--- Фрагмент текста ---
:::::

К статистике добавилась эстетика. Глобальная элита всё больше начинала походить своими манерами на аристократию великих монархий. Причём не столько воспитанием и роскошью, сколько отношением к соотечественникам. Директору нью-йоркского банка ближе и понятней финансисты из Парижа и Гонконга, чем нью-йоркеры, живущие в двух милях от офиса. Главе британской корпорации интересен снежный покров на элитных горнолыжных курортах мира, а не дождь в Лондоне и Ливерпуле. Он знает о борьбе с потеплением и защите белых тигров больше, чем о том, как и где работают его соотечественники, что они едят.
Глобальный мир левых политиков, хозяев транснациональных корпораций, ближневосточных шейхов и составителей рейтингов напоминает королевский двор эпохи абсолютизма: швейцарец-финансист, итальянец-музыкант, негры-лакеи, астролог непонятного племени и танцор непонятного пола. К тому же, нынешний глобальный двор стал кочевым. Вроде Летающего острова из третьего путешествия Гулливера.
Плюс одна неприятная особенность. Королям прошлых веков никогда бы не пришла в голову идея, что можно заменить простой народ, который платит налоги. В глобальном мире капиталы легко перемещаются с континента на континент, знаменитые промышленные города – банкротятся. Трудятся мигранты, впрочем, в последние годы немалой части из них позволено жить и не трудиться.
Сказать, что такой мир одинаково неприятен, враждебен и опасен для всех, – нельзя. Многие чувствуют себя в нём комфортно. Но немало и тех, кто испугался.

:::::

--- Список данных ---
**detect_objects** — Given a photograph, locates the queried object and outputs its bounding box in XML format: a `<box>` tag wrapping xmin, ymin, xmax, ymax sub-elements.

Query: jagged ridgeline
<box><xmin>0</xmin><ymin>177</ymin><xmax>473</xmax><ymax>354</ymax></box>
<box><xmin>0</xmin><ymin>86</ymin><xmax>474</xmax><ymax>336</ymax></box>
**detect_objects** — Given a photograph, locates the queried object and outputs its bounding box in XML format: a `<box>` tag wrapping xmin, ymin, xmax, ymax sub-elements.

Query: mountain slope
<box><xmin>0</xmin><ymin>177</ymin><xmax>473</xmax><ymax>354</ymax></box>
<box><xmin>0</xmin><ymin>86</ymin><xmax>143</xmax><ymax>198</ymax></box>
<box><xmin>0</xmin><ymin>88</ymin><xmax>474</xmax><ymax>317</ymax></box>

:::::

--- Задание 1 ---
Объясните в одном–трех предложениях, чем, согласно отрывку о глобальной элите, она напоминает аристократию великих монархий.
--- Задание 2 ---
Перечислите всех, из кого, по отрывку о глобальной элите, состоит глобальный мир, сравниваемый с королевским двором эпохи абсолютизма.
--- Задание 3 ---
Продолжите отрывок о глобальной элите, начав сразу после его последнего предложения.

--- Итоговый ответ 1 ---
Элита похожа на аристократию великих монархий не столько воспитанием и роскошью, сколько отношением к соотечественникам. Директору нью-йоркского банка ближе и понятнее финансисты из Парижа и Гонконга, чем нью-йоркеры, живущие в двух милях от офиса.

--- Итоговый ответ 2 ---
левые политики, хозяева транснациональных корпораций, ближневосточные шейхи, составители рейтингов

--- Итоговый ответ 3 ---
И тут оказалось, что в руках современного простонародья есть оружие надежнее булыжника или мушкета – избирательный бюллетень, наследство революционных предков. Начались известные нам сюрпризы. По мелочам на европейском континенте. Неожиданный Брекзит. И главное потрясение сезона – победа Трампа.
Трампу повезло, что он шел к власти не в Европе. Уж там его остановили бы, если не мобилизацией левого электората в первом туре, то широкой коалицией во втором. Но глобальной монархии подложили мину отцы-основатели Штатов. Система делегатов-выборщиков не оставила шансов сторонникам Клинтон. Так 18-й век дал пинок веку 21-му. И патриотически-ксенофобным настроем, и самой стабильной избирательной системой в мире.
Что же касается России, то нам остаётся смотреть издали на эту перекличку эпох. Может, будущее за Трампом. Может, за его противниками. В любом случае, этот спор не для нас. Носить ли нам бороды до живота или бриться до синевы – решит начальство. Правда, наследие прошлого – всеобщее избирательное право, осталось и у нас.